--- start of LISTED RECORDS ---

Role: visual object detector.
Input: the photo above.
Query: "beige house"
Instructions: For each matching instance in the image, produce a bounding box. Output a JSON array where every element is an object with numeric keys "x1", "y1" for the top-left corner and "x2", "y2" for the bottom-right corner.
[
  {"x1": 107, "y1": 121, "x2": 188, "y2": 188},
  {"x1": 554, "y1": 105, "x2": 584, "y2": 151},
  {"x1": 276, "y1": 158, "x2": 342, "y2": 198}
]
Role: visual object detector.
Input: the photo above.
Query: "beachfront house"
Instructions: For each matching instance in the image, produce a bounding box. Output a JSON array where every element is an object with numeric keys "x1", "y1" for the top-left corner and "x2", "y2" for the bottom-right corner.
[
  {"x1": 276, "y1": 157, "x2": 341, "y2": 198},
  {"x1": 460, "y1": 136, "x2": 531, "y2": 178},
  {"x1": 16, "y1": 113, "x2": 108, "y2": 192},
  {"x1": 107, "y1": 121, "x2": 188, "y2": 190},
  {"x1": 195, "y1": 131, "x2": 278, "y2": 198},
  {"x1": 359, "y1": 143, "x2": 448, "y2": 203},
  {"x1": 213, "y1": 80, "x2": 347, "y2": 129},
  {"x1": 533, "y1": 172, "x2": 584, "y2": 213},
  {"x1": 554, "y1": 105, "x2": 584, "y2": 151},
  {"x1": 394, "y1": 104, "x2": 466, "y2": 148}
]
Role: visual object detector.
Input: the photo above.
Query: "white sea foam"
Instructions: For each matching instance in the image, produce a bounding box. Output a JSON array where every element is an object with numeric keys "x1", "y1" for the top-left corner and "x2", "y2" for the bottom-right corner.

--- end of LISTED RECORDS ---

GOAL:
Please copy out all the lines above again, substituting "rectangle" for every "bounding box" and leaving everything else unchanged.

RESULT FOR THIS EXERCISE:
Role: visual object detector.
Input: the photo above.
Query: "beige house"
Instructions: For each matching instance in the image, produce a rectangle. Output a JSON array where every element is an object with numeric keys "x1", "y1" for the top-left corner and "x2", "y2" for the bottom-right corner.
[
  {"x1": 107, "y1": 121, "x2": 188, "y2": 188},
  {"x1": 554, "y1": 105, "x2": 584, "y2": 151},
  {"x1": 276, "y1": 158, "x2": 342, "y2": 198}
]
Role: visual object detector.
Input: the photo above.
Query: "beachfront house"
Instructions: For each matching instance in the image, produce a rectangle. Output a JSON array where every element is an object with numeric keys "x1", "y1" for the top-left corner and "x2", "y2" for the bottom-right corner.
[
  {"x1": 276, "y1": 157, "x2": 341, "y2": 198},
  {"x1": 460, "y1": 136, "x2": 531, "y2": 178},
  {"x1": 16, "y1": 113, "x2": 108, "y2": 192},
  {"x1": 107, "y1": 121, "x2": 188, "y2": 190},
  {"x1": 195, "y1": 131, "x2": 278, "y2": 198},
  {"x1": 359, "y1": 143, "x2": 448, "y2": 203},
  {"x1": 213, "y1": 80, "x2": 347, "y2": 129},
  {"x1": 533, "y1": 172, "x2": 584, "y2": 213},
  {"x1": 554, "y1": 105, "x2": 584, "y2": 151},
  {"x1": 394, "y1": 104, "x2": 466, "y2": 148}
]
Role: visual object detector.
Input: the photo above.
Query: "white sea foam"
Instructions: For each matching instance in the image, produce a rectangle. Output a JSON array where every element is an object with numeric keys "x1", "y1" for the top-left corner and "x2", "y2" for the bottom-right corner.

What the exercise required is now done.